§ Passage to read
# $X+Y \sim N(5,5)$ two random variables normal bi-variate

The exercise is the following. Let $$(X,Y)$$ be a bi-variate normal vector with $$\mu=(2,3)$$ and covariance matrix $$\Sigma=\begin{pmatrix}1 & -2 \\ -2 & 4\end{pmatrix}.$$ What is the distribution of the random variable $$X+Y$$?

My try is: Consider the moment generating functions of $$X$$ and $$Y$$. Since $$\sigma_X^2=1$$, $$\sigma_Y^2=4$$, $$\mu_X=2$$ and $$\mu_Y=3$$, we have $$\varphi_X(t)=\exp(2t+\frac{t^2}{2})$$ $$\varphi_Y(t)=\exp(3t+2t^2).$$

Thus, $$\varphi_{X+Y}(t)=\varphi_X(t)\varphi_Y(t)=exp(5t+\frac{5t^2}{2}).$$

Hence, $$X+Y\sim N(5,5)$$ since the moment generating function of a normal r.v. is given by $$\varphi_X(t)=\exp(\mu_X t + \frac{\sigma_X^2 t^2}{2})$$.

I am asking this because my teacher put as a solution $$X+Y\sim N(5,1)$$. Any feedback?

§ To do
[1] In the post about the distribution of X+Y, what solution did the teacher give?
[2] Continue the post about the distribution of X+Y, starting right after its final sentence.

§ Provided information
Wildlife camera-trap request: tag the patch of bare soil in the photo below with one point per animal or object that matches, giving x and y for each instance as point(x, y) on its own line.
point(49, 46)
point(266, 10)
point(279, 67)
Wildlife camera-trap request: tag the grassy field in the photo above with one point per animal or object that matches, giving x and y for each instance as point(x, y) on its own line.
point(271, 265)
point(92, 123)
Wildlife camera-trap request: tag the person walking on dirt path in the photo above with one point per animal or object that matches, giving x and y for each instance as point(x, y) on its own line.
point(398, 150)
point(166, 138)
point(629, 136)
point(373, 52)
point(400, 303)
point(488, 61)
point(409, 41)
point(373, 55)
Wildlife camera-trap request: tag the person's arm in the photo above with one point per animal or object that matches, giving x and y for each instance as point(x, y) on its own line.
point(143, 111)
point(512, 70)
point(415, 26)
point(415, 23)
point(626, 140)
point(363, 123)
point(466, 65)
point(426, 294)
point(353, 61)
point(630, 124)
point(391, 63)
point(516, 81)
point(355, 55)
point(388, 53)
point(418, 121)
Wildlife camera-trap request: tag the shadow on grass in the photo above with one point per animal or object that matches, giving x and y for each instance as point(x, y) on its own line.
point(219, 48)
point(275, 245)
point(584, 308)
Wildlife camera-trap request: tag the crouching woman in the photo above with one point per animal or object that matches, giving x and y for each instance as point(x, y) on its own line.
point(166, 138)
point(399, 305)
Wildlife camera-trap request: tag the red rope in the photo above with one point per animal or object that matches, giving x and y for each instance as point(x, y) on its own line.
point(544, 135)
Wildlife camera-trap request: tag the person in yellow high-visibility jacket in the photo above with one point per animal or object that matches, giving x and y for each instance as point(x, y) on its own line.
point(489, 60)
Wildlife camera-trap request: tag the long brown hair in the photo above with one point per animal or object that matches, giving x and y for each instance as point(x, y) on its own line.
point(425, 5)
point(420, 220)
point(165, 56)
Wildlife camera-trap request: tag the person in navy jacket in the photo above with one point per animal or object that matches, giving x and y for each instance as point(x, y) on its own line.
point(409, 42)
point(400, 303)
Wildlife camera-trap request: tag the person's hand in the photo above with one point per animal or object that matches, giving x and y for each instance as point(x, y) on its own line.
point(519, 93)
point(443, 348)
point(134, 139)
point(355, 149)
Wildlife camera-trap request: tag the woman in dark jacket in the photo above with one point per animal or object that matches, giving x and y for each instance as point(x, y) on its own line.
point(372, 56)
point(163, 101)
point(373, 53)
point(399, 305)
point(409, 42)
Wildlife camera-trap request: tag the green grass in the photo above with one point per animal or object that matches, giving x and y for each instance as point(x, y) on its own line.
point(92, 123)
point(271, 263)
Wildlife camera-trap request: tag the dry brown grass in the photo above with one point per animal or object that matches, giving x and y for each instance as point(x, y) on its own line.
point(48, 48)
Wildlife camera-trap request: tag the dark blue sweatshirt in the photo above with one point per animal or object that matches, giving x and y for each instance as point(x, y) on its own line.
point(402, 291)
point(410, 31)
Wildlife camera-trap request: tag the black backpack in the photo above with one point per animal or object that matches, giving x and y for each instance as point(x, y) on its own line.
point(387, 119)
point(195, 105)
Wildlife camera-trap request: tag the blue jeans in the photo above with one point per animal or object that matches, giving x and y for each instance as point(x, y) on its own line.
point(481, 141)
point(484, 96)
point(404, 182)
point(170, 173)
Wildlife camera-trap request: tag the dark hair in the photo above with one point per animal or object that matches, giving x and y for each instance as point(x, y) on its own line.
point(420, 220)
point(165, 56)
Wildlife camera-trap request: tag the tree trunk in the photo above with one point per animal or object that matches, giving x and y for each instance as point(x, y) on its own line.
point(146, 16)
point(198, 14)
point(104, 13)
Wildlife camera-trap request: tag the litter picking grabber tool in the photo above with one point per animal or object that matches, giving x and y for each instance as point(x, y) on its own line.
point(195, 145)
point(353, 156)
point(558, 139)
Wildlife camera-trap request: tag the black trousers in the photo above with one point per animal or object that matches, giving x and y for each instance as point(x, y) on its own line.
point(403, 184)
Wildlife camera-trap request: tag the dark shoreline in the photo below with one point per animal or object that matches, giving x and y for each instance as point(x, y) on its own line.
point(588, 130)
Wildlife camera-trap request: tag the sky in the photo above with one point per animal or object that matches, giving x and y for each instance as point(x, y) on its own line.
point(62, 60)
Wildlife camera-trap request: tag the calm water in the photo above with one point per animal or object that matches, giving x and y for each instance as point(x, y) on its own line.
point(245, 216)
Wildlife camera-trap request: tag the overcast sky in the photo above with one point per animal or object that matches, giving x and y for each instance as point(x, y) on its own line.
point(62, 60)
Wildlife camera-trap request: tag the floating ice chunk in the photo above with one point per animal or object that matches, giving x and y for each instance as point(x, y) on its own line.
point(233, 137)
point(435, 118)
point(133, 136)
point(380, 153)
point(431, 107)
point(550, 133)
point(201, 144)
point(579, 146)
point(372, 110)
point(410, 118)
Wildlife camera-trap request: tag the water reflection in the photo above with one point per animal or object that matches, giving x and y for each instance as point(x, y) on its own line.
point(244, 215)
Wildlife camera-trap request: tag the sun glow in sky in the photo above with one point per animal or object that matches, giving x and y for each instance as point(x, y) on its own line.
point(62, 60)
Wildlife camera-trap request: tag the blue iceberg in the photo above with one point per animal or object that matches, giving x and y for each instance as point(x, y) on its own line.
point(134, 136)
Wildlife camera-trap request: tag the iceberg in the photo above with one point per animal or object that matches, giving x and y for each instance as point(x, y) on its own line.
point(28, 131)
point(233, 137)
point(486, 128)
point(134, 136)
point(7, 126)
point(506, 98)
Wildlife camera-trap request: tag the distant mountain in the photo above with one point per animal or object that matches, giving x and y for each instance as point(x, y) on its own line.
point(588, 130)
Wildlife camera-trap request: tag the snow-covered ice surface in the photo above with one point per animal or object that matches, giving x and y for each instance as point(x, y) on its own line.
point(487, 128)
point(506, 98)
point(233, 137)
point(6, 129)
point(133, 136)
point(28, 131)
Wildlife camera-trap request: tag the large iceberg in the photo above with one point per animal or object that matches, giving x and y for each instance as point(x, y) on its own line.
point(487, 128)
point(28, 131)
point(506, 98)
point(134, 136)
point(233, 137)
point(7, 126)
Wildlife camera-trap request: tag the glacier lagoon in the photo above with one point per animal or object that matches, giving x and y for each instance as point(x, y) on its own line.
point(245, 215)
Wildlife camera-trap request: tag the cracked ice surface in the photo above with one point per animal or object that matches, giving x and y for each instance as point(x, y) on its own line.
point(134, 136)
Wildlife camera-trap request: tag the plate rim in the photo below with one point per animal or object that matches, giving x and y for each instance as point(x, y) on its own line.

§ Expected responses
[1] The teacher gave X+Y ~ N(5,1) as the solution.

[2]
EDIT:

I think that we can not use $$\varphi_{X+Y}(t)=\varphi_X(t)\varphi_Y(t)$$ since $$X$$, $$Y$$ are not independent.

The variance of $$X+Y$$ is $$\operatorname{Var}(X)+\operatorname{Var}(Y)+2\operatorname{Cov}(X,Y)=1+4+2\times(-2)=1.$$ So $$N(5,1)$$ is correct. Your problem is the assertion $$\varphi_{X+Y}(t)=\varphi_X(t)\varphi_Y(t)$$ which doesn't work in this case because $$X$$ and $$Y$$ are dependent.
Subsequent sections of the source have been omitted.